Vision-Language Models for Vision Tasks: A Survey

https://arxiv.org/pdf/2304.00685


Contents

  • (7) VLM Knowledge Distillation

7. VLM Knowledge Distillation

VLMs capture generalizable knowledge!

  • Covers a wide range of visual and text concepts


How to distill such general knowledge, while tackling complex dense prediction tasks?

  • e.g., Object detection and semantic segmentation


(1) Motivation of Distilling Knowledge from VLMs

VLM transfer vs. VLM knowledge distillation

  • (1) VLM transfer
    • Generally keeps the original VLM architecture
  • (2) VLM knowledge distillation
    • Distills general knowledge to task-specific models without the restriction of VLM architecture


(2) Common Knowledge Distillation Methods

VLMs = Pre-trained with architectures and objectives designed for image-level (=coarse) representation

\(\therefore\) Most VLM knowledge distillation methods focus on …

  • Transferring “image-level” knowledge \(\rightarrow\) “region- or pixel-level” tasks
    • e.g., Object detection, Semantic segmentation

figure2


P1) for Object Detection

(Task introduction) Open-vocabulary object detection

  • Aims to detect objects described by arbitrary texts

    ( i.e., objects of any categories beyond the training/base class vocabulary )

*TASK MATERIAL:*
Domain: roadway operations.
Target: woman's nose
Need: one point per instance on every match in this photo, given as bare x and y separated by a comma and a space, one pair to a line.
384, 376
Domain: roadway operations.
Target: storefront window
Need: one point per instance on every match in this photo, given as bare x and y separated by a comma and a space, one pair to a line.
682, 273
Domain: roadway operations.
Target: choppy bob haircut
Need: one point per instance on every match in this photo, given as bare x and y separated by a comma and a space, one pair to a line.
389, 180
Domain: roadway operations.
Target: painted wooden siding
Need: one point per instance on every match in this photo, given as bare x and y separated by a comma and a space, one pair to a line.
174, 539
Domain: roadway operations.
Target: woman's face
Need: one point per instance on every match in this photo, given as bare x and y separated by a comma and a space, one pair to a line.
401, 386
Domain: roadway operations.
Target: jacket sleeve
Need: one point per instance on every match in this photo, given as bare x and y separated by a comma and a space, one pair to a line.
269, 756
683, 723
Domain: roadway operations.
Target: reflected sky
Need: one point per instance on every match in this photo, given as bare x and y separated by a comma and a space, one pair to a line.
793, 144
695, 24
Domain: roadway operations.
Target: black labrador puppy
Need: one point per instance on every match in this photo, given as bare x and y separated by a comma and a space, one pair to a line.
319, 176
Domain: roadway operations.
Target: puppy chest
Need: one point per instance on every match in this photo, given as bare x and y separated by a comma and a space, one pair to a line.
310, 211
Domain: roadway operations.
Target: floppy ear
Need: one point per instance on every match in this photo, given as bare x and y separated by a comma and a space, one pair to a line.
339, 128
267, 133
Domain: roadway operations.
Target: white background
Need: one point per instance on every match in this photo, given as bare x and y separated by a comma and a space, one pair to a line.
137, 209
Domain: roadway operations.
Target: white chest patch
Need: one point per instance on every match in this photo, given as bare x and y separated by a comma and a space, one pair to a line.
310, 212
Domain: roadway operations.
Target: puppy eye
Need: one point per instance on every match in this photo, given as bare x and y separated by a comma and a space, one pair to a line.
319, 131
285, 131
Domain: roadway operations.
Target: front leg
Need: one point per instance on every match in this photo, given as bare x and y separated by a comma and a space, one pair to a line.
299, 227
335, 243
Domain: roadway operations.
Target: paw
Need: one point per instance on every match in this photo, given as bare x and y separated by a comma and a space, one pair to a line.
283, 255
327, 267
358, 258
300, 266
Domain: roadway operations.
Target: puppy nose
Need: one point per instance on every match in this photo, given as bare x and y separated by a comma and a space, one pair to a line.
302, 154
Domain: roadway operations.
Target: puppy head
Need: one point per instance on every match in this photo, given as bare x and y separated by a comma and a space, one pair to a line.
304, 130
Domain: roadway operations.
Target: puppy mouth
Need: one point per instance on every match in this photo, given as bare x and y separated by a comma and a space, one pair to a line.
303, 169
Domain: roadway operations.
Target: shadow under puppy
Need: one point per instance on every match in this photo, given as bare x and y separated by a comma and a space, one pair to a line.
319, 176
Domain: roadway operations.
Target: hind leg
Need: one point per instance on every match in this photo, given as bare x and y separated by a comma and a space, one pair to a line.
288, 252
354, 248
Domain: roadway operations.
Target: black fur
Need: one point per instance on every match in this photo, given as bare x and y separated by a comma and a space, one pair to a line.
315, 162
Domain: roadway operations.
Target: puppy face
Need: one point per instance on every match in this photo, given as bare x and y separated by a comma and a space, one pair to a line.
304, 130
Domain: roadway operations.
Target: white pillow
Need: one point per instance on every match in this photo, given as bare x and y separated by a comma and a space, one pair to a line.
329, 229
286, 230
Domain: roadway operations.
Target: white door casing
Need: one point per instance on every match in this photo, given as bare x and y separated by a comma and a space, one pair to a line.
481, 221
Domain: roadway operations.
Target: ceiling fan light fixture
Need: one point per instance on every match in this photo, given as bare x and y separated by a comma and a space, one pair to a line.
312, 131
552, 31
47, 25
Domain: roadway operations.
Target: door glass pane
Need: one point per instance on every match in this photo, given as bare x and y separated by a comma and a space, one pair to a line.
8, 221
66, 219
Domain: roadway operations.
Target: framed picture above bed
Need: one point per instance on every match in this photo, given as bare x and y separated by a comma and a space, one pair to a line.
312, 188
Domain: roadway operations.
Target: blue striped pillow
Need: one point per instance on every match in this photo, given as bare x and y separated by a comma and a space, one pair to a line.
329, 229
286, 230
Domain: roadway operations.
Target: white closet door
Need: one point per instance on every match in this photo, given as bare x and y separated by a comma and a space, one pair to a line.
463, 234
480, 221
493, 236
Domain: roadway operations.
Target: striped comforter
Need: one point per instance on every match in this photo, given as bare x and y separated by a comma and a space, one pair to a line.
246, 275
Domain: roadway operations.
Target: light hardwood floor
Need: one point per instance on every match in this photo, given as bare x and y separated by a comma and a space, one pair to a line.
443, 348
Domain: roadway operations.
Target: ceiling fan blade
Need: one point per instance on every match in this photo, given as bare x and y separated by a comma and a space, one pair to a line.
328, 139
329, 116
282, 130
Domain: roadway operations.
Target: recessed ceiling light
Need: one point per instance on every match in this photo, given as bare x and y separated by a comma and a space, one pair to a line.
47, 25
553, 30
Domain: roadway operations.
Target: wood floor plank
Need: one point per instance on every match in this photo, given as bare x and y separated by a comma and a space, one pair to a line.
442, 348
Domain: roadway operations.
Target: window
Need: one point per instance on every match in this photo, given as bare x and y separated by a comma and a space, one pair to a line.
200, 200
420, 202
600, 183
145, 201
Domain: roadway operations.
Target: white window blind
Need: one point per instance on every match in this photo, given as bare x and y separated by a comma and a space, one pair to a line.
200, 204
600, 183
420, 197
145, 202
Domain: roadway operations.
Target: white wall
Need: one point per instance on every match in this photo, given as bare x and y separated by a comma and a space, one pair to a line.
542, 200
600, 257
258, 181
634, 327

*THE TASKS:*
A. Which lines of the records contain the string "window"? Gather every one of them, treating uppercase and lowercase as different.
B. Could you extend the vision-language model survey with its next part, starting after its last line?

*RESPONSES PER TASK:*
A.
Target: storefront window
Target: window
Target: white window blind

B.
  • CLIP-based models: Cover very broad vocabulary

    \(\rightarrow\) Many studies explore to distill VLM knowledge to enlarge the detector vocabulary

figure2


Examples

  • ViLD (https://arxiv.org/pdf/2104.13921) (ICLR 2022)

    • Title: Open-vocabulary object detection via vision and language knowledge distillation

    • Goal: Advancing open-vocabulary two-stage object detection

    • Proposal: ViLD = Vision and Language knowledge Distillation

      • Distills (teacher) VLM knowledge to a (student) two-stage detector,

        whose embedding space is enforced to be consistent with that of CLIP image encoder

    • How? Distills the knowledge from (teacher) to (student)

      • (Teacher) Pretrained open-vocabulary image classification model
      • (Student) Two-stage detector
    • Teacher encoder: Encode category texts & image regions of object proposals.

    • Student detector: Region embeddings of detected boxes are aligned with the text and image embeddings inferred by the teacher

figure2


  • HierKD (https://arxiv.org/pdf/2203.10593) (CVPR 2022)

    • Title: Open-vocabulary one-stage detection with hierarchical visual-language knowledge distillation

    • Goal: Advancing open-vocabulary object one-stage detection

    • Previous works)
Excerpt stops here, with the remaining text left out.